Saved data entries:
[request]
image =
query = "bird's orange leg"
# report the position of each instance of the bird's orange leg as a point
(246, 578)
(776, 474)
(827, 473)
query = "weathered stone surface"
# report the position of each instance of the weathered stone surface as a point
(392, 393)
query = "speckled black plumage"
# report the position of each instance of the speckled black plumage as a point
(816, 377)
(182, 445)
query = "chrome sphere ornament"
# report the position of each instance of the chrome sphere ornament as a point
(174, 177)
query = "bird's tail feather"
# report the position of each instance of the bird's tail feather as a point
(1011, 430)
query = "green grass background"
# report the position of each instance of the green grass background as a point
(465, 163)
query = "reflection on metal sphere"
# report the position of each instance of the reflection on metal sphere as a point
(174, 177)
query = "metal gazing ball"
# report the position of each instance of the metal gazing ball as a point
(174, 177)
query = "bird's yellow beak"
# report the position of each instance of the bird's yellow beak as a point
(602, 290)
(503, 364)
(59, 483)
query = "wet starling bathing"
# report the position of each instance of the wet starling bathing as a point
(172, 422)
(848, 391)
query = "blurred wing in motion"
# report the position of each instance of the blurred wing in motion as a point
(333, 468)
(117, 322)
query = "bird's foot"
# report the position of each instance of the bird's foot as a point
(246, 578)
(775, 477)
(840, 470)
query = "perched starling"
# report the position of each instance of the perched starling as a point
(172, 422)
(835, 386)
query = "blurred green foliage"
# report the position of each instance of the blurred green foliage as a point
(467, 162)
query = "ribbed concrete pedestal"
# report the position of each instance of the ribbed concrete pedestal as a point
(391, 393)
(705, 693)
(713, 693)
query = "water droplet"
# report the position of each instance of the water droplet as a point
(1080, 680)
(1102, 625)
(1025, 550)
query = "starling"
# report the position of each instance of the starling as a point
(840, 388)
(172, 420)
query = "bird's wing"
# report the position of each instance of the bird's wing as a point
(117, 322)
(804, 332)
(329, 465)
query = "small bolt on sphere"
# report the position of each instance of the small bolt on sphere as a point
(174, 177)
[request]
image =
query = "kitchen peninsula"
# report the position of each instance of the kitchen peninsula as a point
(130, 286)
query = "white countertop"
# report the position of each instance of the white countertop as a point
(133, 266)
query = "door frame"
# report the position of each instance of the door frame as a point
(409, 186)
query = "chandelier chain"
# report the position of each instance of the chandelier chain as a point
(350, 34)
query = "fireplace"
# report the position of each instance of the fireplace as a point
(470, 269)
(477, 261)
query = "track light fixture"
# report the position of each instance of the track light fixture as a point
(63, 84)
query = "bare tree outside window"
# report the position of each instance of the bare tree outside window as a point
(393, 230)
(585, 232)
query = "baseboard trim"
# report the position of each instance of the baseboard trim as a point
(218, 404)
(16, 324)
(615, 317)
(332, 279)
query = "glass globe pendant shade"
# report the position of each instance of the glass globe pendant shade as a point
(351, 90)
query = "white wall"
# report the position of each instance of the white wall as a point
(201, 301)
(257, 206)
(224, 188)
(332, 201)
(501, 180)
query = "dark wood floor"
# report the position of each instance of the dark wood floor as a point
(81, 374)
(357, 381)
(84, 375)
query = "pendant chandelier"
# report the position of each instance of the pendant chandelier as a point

HOW TO COMPLETE THIS TASK ::
Make sure that every entry above is copied out exactly as it stands.

SOLUTION ::
[request]
image =
query = "bird's orange leg"
# report the position of each instance of the bird's orange leg as a point
(246, 578)
(776, 474)
(827, 473)
query = "weathered stone surface"
# report the position of each instance of the weathered stone surface as a point
(392, 393)
query = "speckled black plumage"
# report the position of each instance of the speckled black plumage as a point
(816, 377)
(182, 445)
query = "chrome sphere ornament"
# report the position of each instance of the chrome sphere ornament as a point
(174, 177)
query = "bird's tail feather"
# report the position of each instance of the bird's tail feather as a point
(1011, 430)
query = "green grass background"
# report the position of each instance of the green grass background as a point
(465, 163)
query = "reflection on metal sphere"
# report the position of each instance of the reflection on metal sphere as a point
(174, 177)
query = "metal gazing ball"
# report the position of each instance of the metal gazing ball as a point
(174, 177)
query = "bird's yellow beak"
# report the position of each instance of the bird's yellow beak as a point
(602, 290)
(503, 364)
(59, 483)
query = "wet starling bathing"
# report the position of each instance of the wet starling bathing as a point
(172, 422)
(848, 391)
query = "blurred wing in motion"
# report the position of each instance of the blurred wing in motion as a point
(333, 468)
(117, 322)
query = "bird's foot"
# report the position of each instance of the bird's foot as a point
(246, 578)
(775, 477)
(840, 470)
query = "perched starling"
# report the position of each instance of the perched starling as a point
(172, 422)
(835, 386)
query = "blurred green foliage"
# report the position of each instance of the blurred green foliage as a point
(467, 162)
query = "ribbed concrete pedestal"
# report the position of each instance of the ribbed concrete pedestal as a point
(391, 393)
(705, 693)
(713, 693)
query = "water droplet"
# report the position of each instance of the water droplet as a point
(1080, 680)
(1102, 625)
(1025, 550)
query = "starling"
# report the position of each instance of the starling as a point
(840, 388)
(172, 420)
query = "bird's wing"
# report the position of each instance of the bird's wing as a point
(117, 322)
(804, 332)
(329, 465)
query = "small bolt on sphere"
# report the position of each instance of the small bolt on sphere as a point
(174, 177)
[request]
image =
query = "kitchen peninsula"
# report the position of each instance of the kitchen peninsula as a point
(130, 286)
query = "white countertop"
# report the position of each instance of the white countertop as a point
(133, 266)
query = "door frame"
# report the position of each instance of the door frame as a point
(409, 186)
query = "chandelier chain"
# report the position of each instance of the chandelier chain as a point
(350, 34)
query = "fireplace"
# report the position of each instance of the fireplace as a point
(470, 269)
(477, 261)
query = "track light fixture"
# report the position of each instance of the track light fixture as a point
(63, 84)
query = "bare tree outside window"
# report the position of each instance of the bare tree outside window as a point
(393, 230)
(585, 232)
query = "baseboard trim"
# report the position of each instance of the baseboard trim as a point
(218, 404)
(16, 324)
(615, 317)
(332, 279)
query = "glass globe pendant shade"
# report the position of each instance of the glass globe pendant shade as a point
(351, 90)
query = "white wall"
# report the position of each instance of the white wall as a point
(201, 301)
(257, 206)
(224, 188)
(332, 201)
(501, 180)
query = "dark wood floor"
# report the position of each instance of the dark wood floor as a point
(81, 374)
(357, 381)
(84, 375)
query = "pendant chandelier"
# report the position of each instance of the pendant chandelier as a point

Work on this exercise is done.